Nos dias atuais, alguns séculos depois da Reforma Protestante, a valorização do trabalho toma roupagens novas. Há uma cobrança da sociedade para que o indivíduo seja produtivo, trabalhe sempre, o que se insere fortemente na lógica do capitalismo. Segundo Cicco, “hoje, essa questão do trabalho como virtude está ligada, sobretudo, à sustentação do próprio modelo do regime capitalista”. Não se trata mais de uma vocação de Deus ou sanção social, como antes, mas, sim, da perpetuação de um sistema que tem em sua base a exploração do trabalho, lembra Cicco.
No Brasil, a cada novo código penal, persiste uma lei punindo a vadiagem, servindo a interesses de cada contexto histórico. “Por exemplo, em um momento na transição entre monarquia e república, liga-se a vadiagem ao crime de capoeiragem (dançar capoeira na rua)”, explica Cicco. O objetivo era criminalizar a recém classe de negros libertos da escravidão. Até hoje, de forma renovada, a antiga Lei de Vadiagem, criada durante o período do Estado Novo, no governo de Getúlio Vargas, persiste. O artigo 59 da Lei das Contravenções Penais pune, com uma prisão simples de 15 dias a três meses, quem se entrega ao ócio sem ter uma renda que assegure sua subsistência.
“Por muito tempo, até a Idade Média, nós nos orientávamos por tarefas”, diz Cicco. A pessoa trabalhava o que tinha que trabalhar para sobreviver, de acordo com os ciclos naturais da Terra. “A partir do momento em que cumpria as atividades produtivas, basicamente ligadas à colheita, ele ficava ocioso, voltando a trabalhar quando tinha necessidade de novo de se plantar”. Em um segundo momento, com o desenvolvimento do capitalismo, e principalmente com a Revolução Industrial, as pessoas passaram a se orientar pelo salário e pelas máquinas. O capitalismo suprimiu qualquer traço de individualidade no trabalho, impondo uma rígida padronização dos horários.
Os estudos da cronobiologia, área da ciência que estuda a relação de periodicidade de fenômenos biológicos, revelam um fator que geralmente não é levado em consideração quando se pensa sobre o trabalho. Cada organismo, até mesmo dentro de uma mesma espécie, tem um ritmo biológico próprio. Cada pessoa tem o seu próprio horário biológico endógeno. Há pessoas, por exemplo, que são mais produtivas de manhã, já outras à tarde ou à noite. E isso, ainda, muda conforme as fases da vida. A criança tende a ser mais vespertina, idosos mais matutinos e adultos num período entre os dois. Na atualidade, a cronobiologia vem demonstrando o “quanto nós suprimimos nosso ritmo endógeno em função de horários sociais”, afirma Cicco.
=-=-=
Detalhes da tarefa: Segundo o trecho sobre trabalho e ócio, qual pena o artigo 59 da Lei das Contravenções Penais prevê para quem se entrega ao ócio sem renda que garanta seu sustento?

Material fornecido:
=-=-=
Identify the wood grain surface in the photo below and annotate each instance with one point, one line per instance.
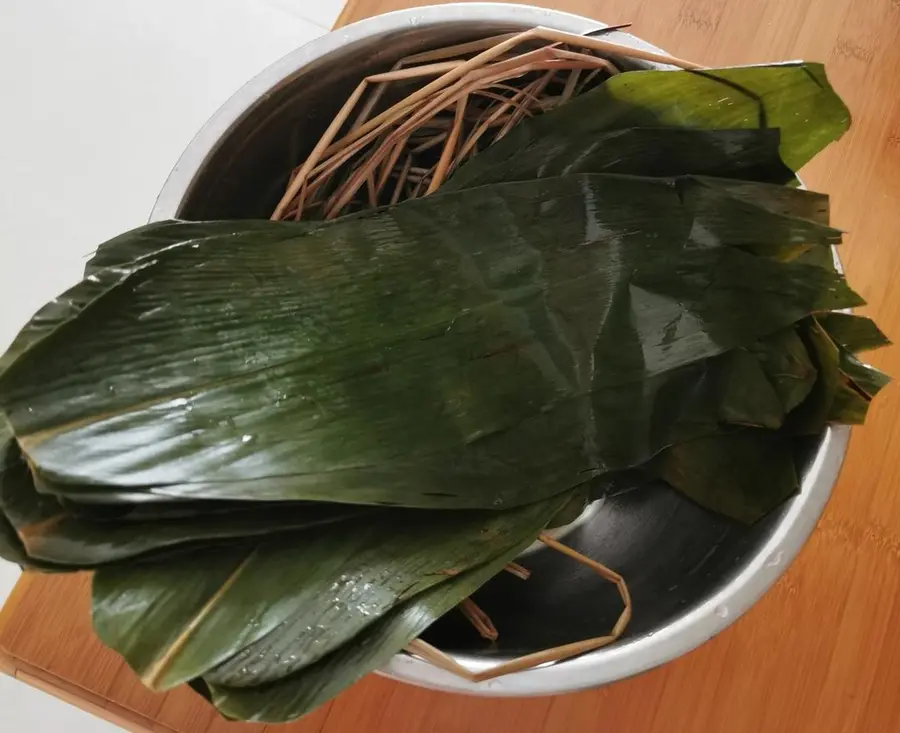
=-=-=
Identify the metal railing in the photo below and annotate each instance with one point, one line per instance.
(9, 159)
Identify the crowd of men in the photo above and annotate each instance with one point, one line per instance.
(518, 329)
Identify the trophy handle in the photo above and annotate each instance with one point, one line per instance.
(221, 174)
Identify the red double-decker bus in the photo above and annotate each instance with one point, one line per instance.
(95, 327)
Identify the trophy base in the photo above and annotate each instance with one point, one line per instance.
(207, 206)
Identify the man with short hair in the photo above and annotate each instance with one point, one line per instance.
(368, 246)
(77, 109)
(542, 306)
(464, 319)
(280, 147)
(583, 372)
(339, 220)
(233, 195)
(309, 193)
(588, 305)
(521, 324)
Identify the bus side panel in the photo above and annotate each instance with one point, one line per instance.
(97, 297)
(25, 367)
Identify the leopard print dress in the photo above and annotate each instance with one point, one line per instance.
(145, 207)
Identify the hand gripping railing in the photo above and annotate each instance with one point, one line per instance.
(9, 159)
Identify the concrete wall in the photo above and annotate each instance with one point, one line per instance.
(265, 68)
=-=-=
Tarefa concluída: Prisão simples de 15 dias a três meses.